* **EXTRACTED MATERIAL**:
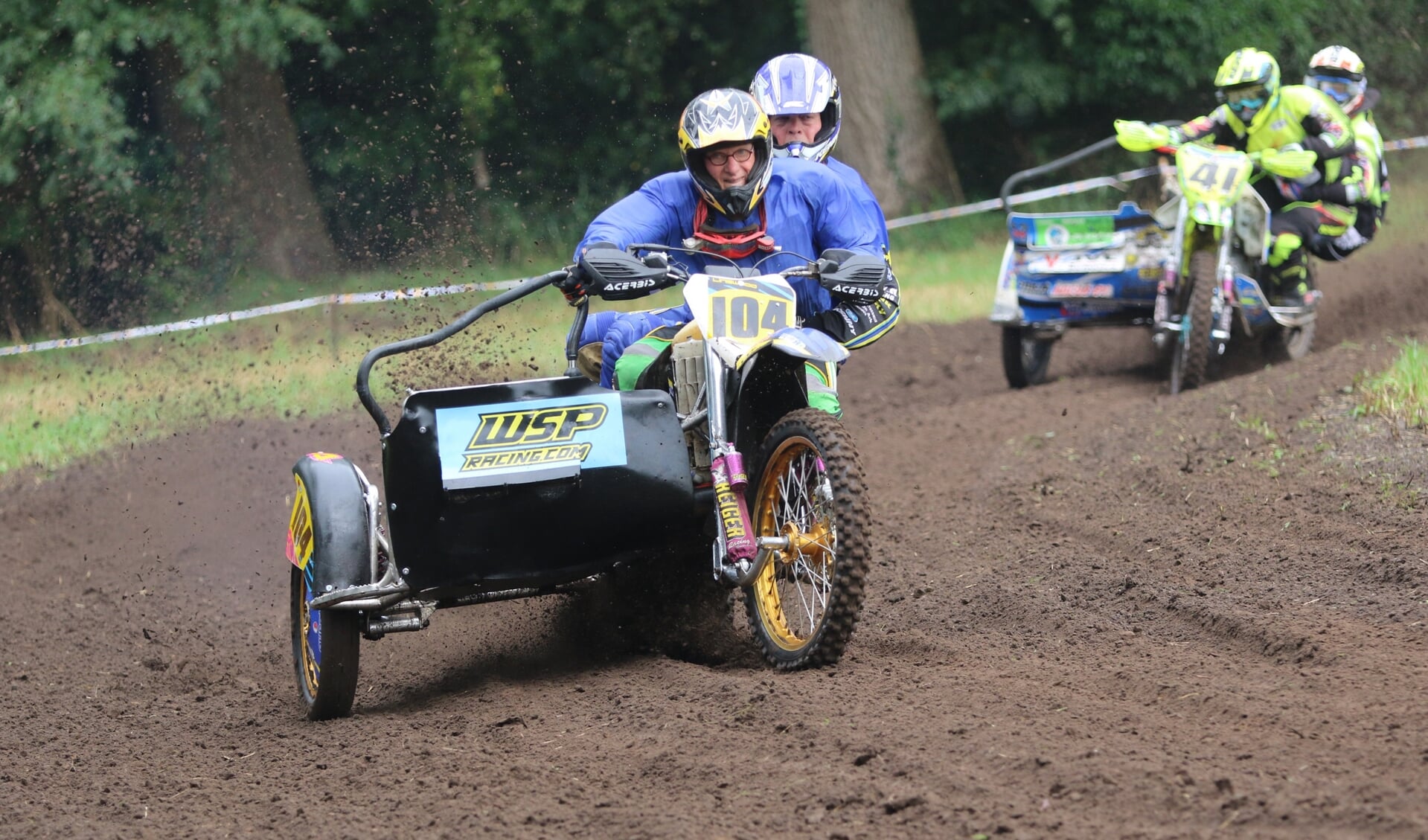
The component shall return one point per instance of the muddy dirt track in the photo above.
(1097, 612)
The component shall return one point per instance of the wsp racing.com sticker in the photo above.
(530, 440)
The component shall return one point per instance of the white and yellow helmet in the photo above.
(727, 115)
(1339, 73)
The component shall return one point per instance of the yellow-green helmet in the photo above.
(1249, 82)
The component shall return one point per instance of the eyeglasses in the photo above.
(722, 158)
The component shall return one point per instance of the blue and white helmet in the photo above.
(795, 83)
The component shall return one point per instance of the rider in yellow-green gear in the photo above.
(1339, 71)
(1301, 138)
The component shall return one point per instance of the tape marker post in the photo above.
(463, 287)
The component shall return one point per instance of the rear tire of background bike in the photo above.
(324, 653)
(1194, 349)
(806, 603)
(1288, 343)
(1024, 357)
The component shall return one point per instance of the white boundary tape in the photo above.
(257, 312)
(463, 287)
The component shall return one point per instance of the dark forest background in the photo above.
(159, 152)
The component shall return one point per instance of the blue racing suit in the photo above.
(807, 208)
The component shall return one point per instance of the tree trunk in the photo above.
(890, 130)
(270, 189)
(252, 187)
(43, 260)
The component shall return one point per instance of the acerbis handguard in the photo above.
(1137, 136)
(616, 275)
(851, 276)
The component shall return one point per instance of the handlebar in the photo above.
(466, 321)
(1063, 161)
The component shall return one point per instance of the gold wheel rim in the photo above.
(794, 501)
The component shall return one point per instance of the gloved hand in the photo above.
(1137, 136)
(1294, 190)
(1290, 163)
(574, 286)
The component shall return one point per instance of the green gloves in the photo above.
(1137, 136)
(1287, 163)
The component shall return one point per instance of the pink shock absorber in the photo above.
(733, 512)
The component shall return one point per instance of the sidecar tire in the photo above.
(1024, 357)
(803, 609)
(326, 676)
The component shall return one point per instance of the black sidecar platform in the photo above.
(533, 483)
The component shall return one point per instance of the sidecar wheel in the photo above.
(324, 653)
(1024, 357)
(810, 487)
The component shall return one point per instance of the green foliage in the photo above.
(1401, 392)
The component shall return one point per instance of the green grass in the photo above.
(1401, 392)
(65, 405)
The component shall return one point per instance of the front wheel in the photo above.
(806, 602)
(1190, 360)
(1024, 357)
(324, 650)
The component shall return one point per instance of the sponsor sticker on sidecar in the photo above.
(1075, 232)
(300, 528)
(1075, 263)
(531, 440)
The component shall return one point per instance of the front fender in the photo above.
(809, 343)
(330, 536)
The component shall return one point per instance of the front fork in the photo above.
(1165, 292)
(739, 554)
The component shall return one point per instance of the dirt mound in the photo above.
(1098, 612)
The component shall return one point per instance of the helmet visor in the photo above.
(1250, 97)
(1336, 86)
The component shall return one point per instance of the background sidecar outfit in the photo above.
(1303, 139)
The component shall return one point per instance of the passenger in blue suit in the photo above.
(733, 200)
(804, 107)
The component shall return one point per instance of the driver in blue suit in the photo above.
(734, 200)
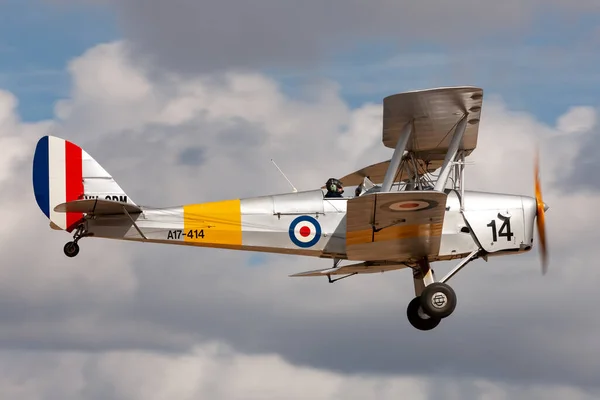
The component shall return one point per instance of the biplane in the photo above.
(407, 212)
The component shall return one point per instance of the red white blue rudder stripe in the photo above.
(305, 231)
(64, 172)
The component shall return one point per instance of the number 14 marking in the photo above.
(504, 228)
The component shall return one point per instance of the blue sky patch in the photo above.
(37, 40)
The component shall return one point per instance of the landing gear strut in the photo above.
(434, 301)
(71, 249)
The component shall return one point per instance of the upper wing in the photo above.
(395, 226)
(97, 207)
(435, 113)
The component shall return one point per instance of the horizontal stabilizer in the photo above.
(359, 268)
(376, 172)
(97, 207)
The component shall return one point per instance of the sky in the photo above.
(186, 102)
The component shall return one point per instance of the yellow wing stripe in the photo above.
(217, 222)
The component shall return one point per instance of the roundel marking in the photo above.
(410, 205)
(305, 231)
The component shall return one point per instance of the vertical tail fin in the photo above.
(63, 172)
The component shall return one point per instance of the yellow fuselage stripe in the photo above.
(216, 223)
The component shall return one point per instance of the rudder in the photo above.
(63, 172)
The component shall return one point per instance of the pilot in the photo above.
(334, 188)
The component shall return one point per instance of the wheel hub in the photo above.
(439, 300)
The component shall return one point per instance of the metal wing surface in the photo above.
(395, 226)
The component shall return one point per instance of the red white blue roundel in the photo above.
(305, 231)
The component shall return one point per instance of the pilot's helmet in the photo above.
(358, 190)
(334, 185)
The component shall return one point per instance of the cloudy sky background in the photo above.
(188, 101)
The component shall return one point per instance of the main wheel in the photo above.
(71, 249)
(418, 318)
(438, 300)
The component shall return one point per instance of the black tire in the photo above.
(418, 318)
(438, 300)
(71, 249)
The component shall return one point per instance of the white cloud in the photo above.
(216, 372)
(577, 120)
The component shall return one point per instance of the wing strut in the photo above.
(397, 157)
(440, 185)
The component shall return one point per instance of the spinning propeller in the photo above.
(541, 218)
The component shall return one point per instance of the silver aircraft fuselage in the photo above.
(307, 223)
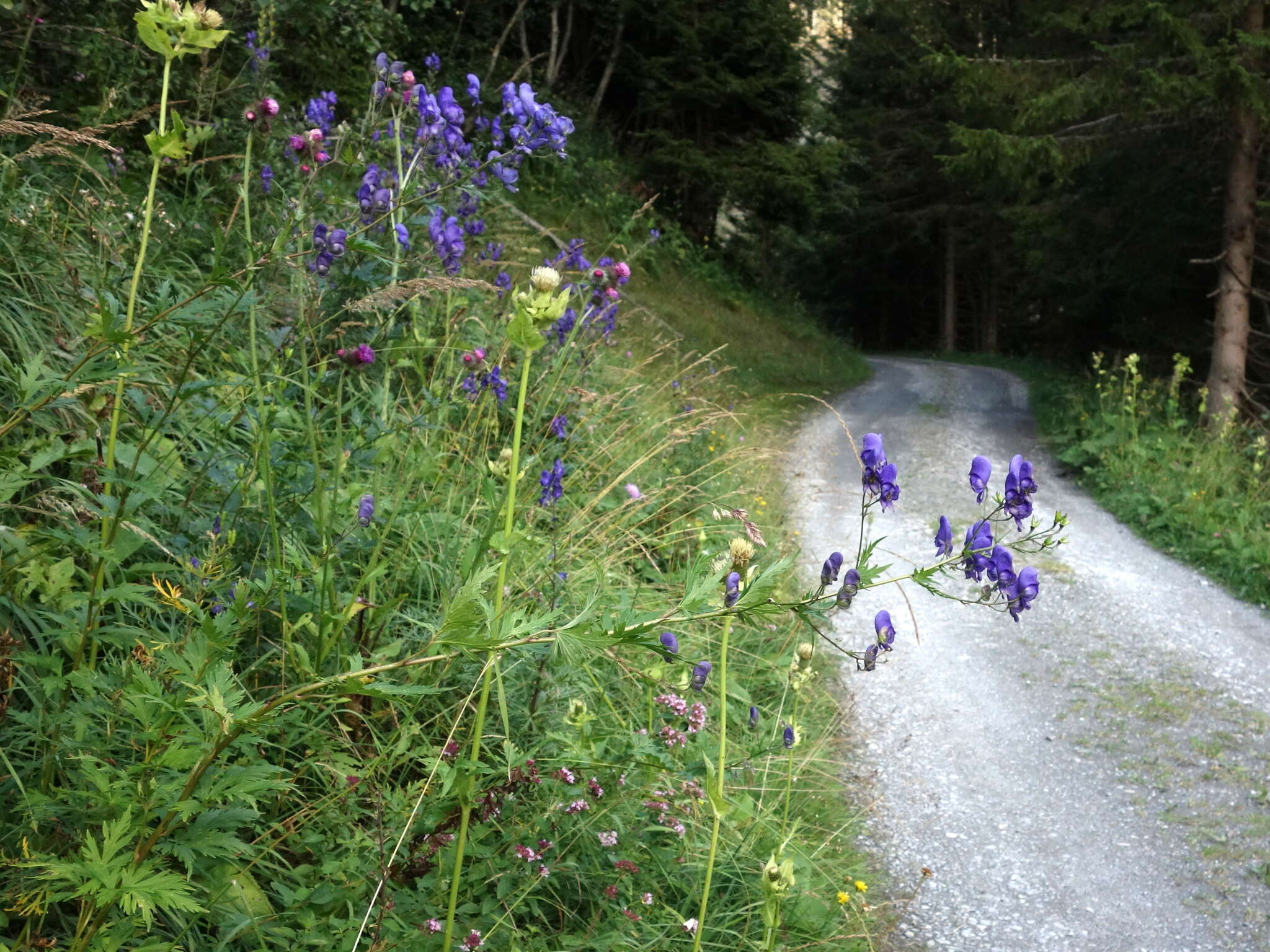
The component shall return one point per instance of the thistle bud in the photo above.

* **WHAT YOU HAVE TO DO**: Except for the pictures, print the data above exactly.

* **RESPONSE BOX**:
The component shall return one point per instance of the muddy dirt track in the photo above.
(1097, 612)
The component shall return one point per instance of the wsp racing.com sticker in the photo above.
(530, 440)
The component shall return one point per instance of the white and yellow helmet in the photo above.
(727, 115)
(1339, 73)
The component shall return one point per instance of the yellow-green helmet in the photo above.
(1249, 82)
The component shall return one point per instance of the eyeglasses in the photo above.
(722, 158)
The component shall return one point per instance of the blue and white helmet in the photo above.
(795, 83)
The component shall return one point per instance of the rider in yellow-green gear in the photo above.
(1339, 71)
(1301, 138)
The component shall return one point per instance of the tape marker post in the photo above.
(463, 287)
The component shall return one point per instance of the rear tire of background bike in the photo above.
(324, 653)
(1194, 349)
(806, 603)
(1288, 343)
(1024, 357)
The component shall return one point per instance of the white boundary tape in the photo above.
(257, 312)
(463, 287)
The component shall return one point per instance of the dark forest background in the photo above.
(159, 152)
The component shall return one point per instance of the blue racing suit in the photo above.
(807, 208)
The component shall return one point per instance of the tree trunk in the photo above.
(890, 130)
(270, 189)
(252, 187)
(43, 260)
The component shall return one point per instance of the acerbis handguard in the photo above.
(1137, 136)
(616, 275)
(851, 276)
The component shall return one point per instance of the handlebar in the photo above.
(466, 321)
(1063, 161)
The component shall return one point per instance of the gold wheel rim in the photo above.
(794, 501)
The component shall return one point per instance of the gloved hand in the photo above.
(1137, 136)
(1294, 190)
(1290, 163)
(574, 286)
The component shall return one point per instance of the green gloves in the photo above.
(1137, 136)
(1287, 163)
The component shall return one point per instance of the pink shock absorber in the photo above.
(733, 512)
The component shall return one point per instance of the sidecar tire in the photo above.
(1024, 357)
(803, 609)
(326, 676)
The component shall return one point per instance of the black sidecar platform in the photo above.
(533, 483)
The component shall return one point per instance of the sidecar wheel in the photo above.
(324, 653)
(1024, 357)
(810, 487)
The component shall return one point per instance of the green foliage in the photo above.
(1401, 392)
The component shall return one point per instance of the green grass in the photo above.
(1401, 392)
(65, 405)
The component shall return one point per instance of the front wheel in the photo above.
(806, 602)
(1190, 360)
(1024, 357)
(324, 650)
The component shall return one point per instance of the sponsor sticker on sidecar in the photo above.
(1075, 232)
(300, 528)
(1075, 263)
(531, 440)
The component shall return one point per instance of the front fender in the photo above.
(809, 343)
(330, 536)
The component shall return one point per instance of the front fork in the photo above.
(1165, 292)
(739, 554)
The component shall return one point per instance of the dirt mound in the photo above.
(1098, 612)
The component shall return one point per instance of the helmet visor in the photo above.
(1250, 97)
(1336, 86)
The component shall return one point per instance of the background sidecar outfit in the photo above.
(1303, 139)
The component shall return one point per instance of the passenger in blue suit in the photo above.
(733, 200)
(804, 107)
The component shall return one point per instance of the driver in blue suit in the photo above.
(734, 200)
The component shall return one point per instance of the biplane in the photo above.
(407, 212)
The component shall return one point per instance of the red white blue rudder stripe in the photo above.
(305, 231)
(64, 172)
The component shall return one point per instance of the number 14 marking in the photo above.
(504, 228)
The component shall return one point per instance of the blue sky patch in the photo above.
(37, 40)
The component shall return one point per instance of the landing gear strut in the photo above.
(434, 301)
(71, 249)
The component shall return one point per instance of the upper wing in the photo above.
(395, 226)
(97, 207)
(435, 113)
The component shall return one point per instance of the horizontal stabilizer in the photo above.
(359, 268)
(376, 172)
(97, 207)
The component shall return one point per instance of the sky in the photo above.
(186, 102)
The component shall return one point per instance of the yellow wing stripe in the photo above.
(217, 222)
The component shall return one point per instance of the roundel marking in the photo above.
(410, 205)
(305, 231)
The component shall return one point per instance of the vertical tail fin in the photo above.
(63, 172)
The component shall return one point per instance of the yellow fuselage stripe in the photo above.
(216, 223)
The component shall return one point per instance of the rudder in the photo above.
(63, 172)
The component shall return one point per instance of the pilot in the photo above.
(334, 188)
The component shall return one point per instance of the wheel hub in the photo above.
(439, 300)
The component shall return one point per instance of the metal wing surface in the photo above.
(395, 226)
The component shall return one point per instance of the red white blue roundel in the photo above.
(305, 231)
The component shall return one point per instance of the pilot's helmet in the photo above.
(358, 190)
(334, 185)
The component shall return one point per instance of the cloudy sky background in the photo above.
(188, 101)
The component shall return one point per instance of the main wheel in the photo above.
(71, 249)
(418, 318)
(438, 300)
The component shall return one point per instance of the black tire in the photo above.
(418, 318)
(438, 300)
(71, 249)
The component shall return one point per instance of the white cloud in the photo above.
(216, 372)
(577, 120)
The component shall return one point per instance of the wing strut in the photo above.
(397, 157)
(440, 185)
The component shall return one point per instance of the spinning propeller in the photo above.
(541, 218)
The component shall return one point per instance of the silver aircraft fuselage in the photo above.
(307, 223)
The component shall return one point per instance of the thistle bud in the photo above.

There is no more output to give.